(Source records):
** BEGIN **

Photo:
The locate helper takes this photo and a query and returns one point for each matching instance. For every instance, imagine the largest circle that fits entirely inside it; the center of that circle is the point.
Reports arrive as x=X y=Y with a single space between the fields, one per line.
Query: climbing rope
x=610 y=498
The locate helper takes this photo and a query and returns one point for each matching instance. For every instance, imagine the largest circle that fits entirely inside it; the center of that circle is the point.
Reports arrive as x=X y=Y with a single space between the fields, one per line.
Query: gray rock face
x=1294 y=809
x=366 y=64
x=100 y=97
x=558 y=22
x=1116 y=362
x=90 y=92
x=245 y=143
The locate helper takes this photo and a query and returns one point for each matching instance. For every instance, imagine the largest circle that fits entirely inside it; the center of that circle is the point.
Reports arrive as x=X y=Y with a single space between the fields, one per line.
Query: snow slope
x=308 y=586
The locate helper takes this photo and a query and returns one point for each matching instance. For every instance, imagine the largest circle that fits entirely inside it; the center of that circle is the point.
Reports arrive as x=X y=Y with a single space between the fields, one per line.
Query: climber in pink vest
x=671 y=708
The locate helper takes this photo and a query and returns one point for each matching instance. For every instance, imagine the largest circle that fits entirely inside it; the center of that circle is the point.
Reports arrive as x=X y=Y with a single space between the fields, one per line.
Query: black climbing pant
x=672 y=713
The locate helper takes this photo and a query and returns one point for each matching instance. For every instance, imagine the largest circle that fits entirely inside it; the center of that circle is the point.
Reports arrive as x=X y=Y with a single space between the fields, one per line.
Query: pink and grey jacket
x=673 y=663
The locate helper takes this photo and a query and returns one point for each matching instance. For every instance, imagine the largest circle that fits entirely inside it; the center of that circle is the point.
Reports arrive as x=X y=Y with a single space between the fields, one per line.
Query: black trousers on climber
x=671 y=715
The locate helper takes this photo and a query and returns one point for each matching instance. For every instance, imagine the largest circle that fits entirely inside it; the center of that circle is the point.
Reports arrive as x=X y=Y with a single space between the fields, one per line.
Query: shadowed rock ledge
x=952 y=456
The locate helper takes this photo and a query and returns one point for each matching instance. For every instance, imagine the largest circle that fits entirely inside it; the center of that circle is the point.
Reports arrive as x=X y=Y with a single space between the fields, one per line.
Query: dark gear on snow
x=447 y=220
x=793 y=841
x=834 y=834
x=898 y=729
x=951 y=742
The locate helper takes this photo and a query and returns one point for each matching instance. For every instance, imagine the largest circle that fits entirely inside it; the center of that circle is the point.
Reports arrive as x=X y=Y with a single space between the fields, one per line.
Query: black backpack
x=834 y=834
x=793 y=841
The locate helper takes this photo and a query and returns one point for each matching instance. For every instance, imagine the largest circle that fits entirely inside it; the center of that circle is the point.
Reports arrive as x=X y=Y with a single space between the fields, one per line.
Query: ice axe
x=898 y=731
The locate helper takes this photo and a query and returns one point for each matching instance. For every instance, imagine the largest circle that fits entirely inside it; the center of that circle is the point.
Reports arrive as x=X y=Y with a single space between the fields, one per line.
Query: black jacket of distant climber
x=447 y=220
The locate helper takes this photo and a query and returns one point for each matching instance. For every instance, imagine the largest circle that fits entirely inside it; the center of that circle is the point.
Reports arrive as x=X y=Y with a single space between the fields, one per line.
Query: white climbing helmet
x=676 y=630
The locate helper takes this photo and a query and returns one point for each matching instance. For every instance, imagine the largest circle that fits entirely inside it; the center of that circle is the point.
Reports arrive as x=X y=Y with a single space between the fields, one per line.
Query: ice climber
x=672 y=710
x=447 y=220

** END **

(Aim of the task):
Transcribe all of the items above line for line, changing nothing.

(Reply):
Photo:
The locate helper takes this photo and a query and returns one point for each matching instance. For every instance, imagine the largest circle that fits entirely inside it; the center of that circle is the point.
Reports arrive as x=X y=Y with a single space between the fields, one per line.
Query: climbing rope
x=610 y=498
The locate helper takes this photo and a query and returns one point for each matching instance. For every instance, imagine the largest circle that fits entirely inside it; the center of that circle is the point.
Reports arrive as x=X y=Y with a single space between the fields, one per line.
Query: gray rock face
x=1294 y=809
x=366 y=64
x=100 y=97
x=558 y=22
x=1116 y=362
x=90 y=92
x=245 y=143
The locate helper takes this photo and a query and returns one point for each matching instance. For every instance, imagine the largest circle that fits entirely inside it; the center of that circle is the point.
Reports arrive as x=X y=Y with a single space between the fields, one per line.
Query: snow slope
x=308 y=586
The locate helper takes this photo and a query and returns one point for each matching instance. For every instance, imagine the largest circle that fits entirely inside it; the center of that circle is the point.
Reports arrive as x=X y=Y with a single space between the fields, one per line.
Query: climber in pink vest
x=671 y=708
The locate helper takes this photo and a query and returns one point for each matching instance. For every instance, imagine the largest circle that fits entirely inside it; the center of that circle is the point.
Reports arrive as x=X y=Y with a single space between the fields, one per line.
Query: black climbing pant
x=672 y=713
The locate helper takes this photo and a query and returns one point for each matching instance. For every instance, imagine the largest circle that fits entirely inside it; the center of that circle is the point.
Reports arrive as x=X y=Y with a single space between the fields, one per line.
Query: pink and grey jacket
x=673 y=663
The locate helper takes this photo and a query and returns one point for each matching instance. For every instance, imagine the largest circle that fits entirely inside it; the center of that circle is the point.
Reports arrive as x=X y=Y with a single space between the fields, one per line.
Query: black trousers on climber
x=671 y=715
The locate helper takes this photo and a query and returns one point for each matching instance. For every instance, imagine the largest circle that fits entirely inside it; the center of that circle is the point.
Reports arrive as x=X y=Y with a single space between the fields, one per line.
Query: shadowed rock ledge
x=952 y=456
The locate helper takes this photo and a query and returns one point for each matching instance. For every instance, imagine the largest circle that fits entirely inside it; the center of that circle is the point.
Reports arrive as x=X y=Y with a single space between the fields, one per line.
Query: dark gear on snow
x=447 y=220
x=793 y=841
x=834 y=834
x=898 y=729
x=951 y=742
The locate helper takes this photo and a query and returns one point for each matching instance. For every instance, imagine the largest circle that fits entirely inside it; the center of that circle is the point.
Reports arrive as x=X y=Y with a single space between the fields, one per line.
Query: black backpack
x=834 y=834
x=793 y=841
The locate helper takes this photo and a query and returns one point for each matching instance. For every instance, imagine the largest circle that fits entirely inside it; the center of that circle is the point.
Reports arrive as x=X y=Y with a single space between the fields, one per line.
Query: ice axe
x=898 y=731
The locate helper takes this photo and a query and returns one point for each matching instance. For every instance, imagine the largest circle that fits entirely inside it; the center of that circle is the point.
Reports arrive as x=X y=Y with a single space between the fields, one per line.
Query: black jacket of distant climber
x=447 y=220
The locate helper takes this photo and a query and returns one point for each matching instance. For every instance, imagine the largest circle that fits entirely inside it; the center of that circle is the point.
Reports arrive as x=X y=Y with a single space between the fields, one per line.
Query: white climbing helmet
x=676 y=630
The locate helper takes this photo and a query and returns one point for each matching instance. For every instance, imagine the largest circle that fits entirely inside it; the center of that circle is the point.
Reports arrive as x=X y=Y with a single space between the fields, one per line.
Query: ice climber
x=672 y=710
x=447 y=220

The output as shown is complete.